# [To do]
Report every line of the material that contains the string "wall".

# [Listed entries]
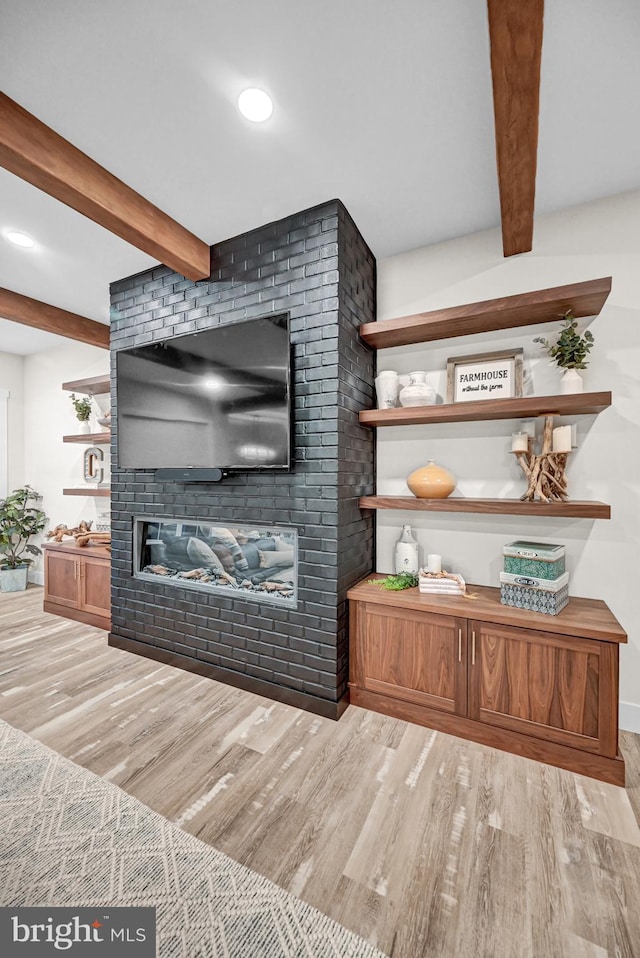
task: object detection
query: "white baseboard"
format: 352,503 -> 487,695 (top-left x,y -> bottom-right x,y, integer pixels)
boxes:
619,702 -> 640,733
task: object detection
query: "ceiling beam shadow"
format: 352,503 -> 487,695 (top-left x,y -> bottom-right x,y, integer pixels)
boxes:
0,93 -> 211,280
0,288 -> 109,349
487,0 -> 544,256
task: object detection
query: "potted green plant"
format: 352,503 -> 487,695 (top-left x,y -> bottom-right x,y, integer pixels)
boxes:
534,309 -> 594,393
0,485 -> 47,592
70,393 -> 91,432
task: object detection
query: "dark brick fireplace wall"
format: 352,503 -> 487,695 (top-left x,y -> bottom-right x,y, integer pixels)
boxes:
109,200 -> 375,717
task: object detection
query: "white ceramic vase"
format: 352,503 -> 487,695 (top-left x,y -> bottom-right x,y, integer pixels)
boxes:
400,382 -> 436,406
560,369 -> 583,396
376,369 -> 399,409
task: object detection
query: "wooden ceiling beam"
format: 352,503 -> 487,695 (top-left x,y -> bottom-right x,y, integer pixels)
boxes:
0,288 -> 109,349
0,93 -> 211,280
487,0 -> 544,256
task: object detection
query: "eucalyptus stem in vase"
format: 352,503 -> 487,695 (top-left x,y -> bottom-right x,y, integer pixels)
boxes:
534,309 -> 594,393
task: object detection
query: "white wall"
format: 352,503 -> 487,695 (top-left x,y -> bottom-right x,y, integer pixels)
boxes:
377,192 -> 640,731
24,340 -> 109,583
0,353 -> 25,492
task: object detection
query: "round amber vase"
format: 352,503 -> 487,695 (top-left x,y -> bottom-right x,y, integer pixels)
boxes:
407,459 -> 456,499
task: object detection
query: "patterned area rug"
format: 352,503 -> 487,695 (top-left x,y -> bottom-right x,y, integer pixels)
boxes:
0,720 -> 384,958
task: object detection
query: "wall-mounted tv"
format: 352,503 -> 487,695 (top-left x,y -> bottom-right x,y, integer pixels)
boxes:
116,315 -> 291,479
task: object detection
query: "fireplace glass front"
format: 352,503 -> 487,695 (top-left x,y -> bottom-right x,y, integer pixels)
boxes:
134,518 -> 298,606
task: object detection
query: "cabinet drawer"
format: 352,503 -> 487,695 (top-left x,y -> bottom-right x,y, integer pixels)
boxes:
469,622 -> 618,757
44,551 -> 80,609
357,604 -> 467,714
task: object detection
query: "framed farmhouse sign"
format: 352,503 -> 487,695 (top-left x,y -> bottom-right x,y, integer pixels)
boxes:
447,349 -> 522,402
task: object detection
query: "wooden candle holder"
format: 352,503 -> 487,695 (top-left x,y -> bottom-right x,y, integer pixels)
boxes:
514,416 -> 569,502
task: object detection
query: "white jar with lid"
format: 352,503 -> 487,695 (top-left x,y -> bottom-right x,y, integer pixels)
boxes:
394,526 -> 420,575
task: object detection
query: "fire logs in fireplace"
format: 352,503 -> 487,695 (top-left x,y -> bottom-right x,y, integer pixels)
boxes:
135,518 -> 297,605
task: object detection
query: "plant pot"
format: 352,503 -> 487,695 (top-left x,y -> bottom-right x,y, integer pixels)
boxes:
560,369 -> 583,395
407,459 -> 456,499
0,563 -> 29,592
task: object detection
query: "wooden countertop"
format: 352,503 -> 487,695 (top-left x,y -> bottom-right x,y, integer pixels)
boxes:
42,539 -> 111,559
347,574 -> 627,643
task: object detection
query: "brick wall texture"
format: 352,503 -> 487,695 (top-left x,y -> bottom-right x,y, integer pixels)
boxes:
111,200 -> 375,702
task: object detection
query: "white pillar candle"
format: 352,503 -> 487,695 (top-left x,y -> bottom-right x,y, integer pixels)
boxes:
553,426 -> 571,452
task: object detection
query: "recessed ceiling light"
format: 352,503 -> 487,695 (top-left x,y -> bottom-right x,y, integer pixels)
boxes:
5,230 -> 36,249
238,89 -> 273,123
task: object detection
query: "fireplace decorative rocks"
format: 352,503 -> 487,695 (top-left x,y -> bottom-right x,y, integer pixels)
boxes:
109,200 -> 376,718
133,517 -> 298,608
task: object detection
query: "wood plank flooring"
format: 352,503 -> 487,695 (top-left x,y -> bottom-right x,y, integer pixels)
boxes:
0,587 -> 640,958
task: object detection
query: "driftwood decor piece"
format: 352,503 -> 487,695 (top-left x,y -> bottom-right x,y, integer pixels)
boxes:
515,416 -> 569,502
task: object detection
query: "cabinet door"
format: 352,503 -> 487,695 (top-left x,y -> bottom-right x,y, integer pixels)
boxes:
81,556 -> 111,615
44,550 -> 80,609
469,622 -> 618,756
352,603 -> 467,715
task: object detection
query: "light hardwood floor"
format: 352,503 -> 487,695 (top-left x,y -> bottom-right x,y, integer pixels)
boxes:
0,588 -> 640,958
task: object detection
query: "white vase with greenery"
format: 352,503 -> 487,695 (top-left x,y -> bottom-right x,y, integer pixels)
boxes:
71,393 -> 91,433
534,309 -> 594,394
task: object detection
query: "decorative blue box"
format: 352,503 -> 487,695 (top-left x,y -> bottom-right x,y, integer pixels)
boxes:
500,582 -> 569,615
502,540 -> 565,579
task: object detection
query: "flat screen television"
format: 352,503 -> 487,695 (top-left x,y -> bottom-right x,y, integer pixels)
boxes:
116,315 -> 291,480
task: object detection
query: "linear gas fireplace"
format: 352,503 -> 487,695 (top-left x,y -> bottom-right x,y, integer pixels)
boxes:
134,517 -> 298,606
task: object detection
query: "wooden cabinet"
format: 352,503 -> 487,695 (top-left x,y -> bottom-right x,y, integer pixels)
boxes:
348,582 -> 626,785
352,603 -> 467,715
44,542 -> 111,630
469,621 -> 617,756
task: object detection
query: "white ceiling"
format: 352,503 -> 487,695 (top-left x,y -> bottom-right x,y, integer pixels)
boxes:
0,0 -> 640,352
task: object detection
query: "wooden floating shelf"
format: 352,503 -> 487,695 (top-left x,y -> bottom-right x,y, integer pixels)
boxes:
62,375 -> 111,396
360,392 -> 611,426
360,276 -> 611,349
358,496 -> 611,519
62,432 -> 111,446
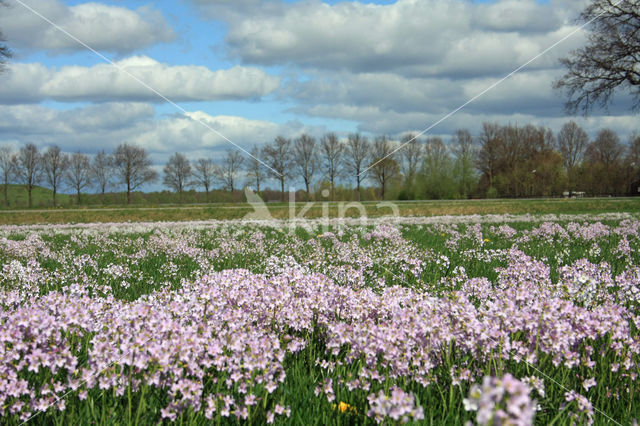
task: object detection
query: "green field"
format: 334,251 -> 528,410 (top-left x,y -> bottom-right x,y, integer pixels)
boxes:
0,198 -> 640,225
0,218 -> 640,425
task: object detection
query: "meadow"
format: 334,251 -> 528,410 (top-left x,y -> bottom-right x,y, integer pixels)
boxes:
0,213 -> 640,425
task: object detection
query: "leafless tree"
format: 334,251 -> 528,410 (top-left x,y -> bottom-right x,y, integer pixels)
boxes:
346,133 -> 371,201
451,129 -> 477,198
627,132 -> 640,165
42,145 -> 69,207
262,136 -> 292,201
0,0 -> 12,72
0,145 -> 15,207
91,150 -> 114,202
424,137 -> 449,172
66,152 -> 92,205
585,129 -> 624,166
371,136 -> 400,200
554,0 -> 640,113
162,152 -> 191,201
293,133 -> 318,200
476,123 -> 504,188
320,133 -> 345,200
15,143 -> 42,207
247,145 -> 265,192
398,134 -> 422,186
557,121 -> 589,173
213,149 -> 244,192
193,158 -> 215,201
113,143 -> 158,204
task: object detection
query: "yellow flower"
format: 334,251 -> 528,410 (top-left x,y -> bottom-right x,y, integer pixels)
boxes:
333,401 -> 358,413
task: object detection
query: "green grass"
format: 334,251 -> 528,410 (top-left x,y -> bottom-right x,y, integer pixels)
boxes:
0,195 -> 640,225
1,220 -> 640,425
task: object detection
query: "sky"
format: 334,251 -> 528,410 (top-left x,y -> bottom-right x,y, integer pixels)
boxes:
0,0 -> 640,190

# [Solution to the problem]
query: "dark brick fireplace wall"
query: "white wall"
query: "wall-mounted tv"
query: "brick wall texture"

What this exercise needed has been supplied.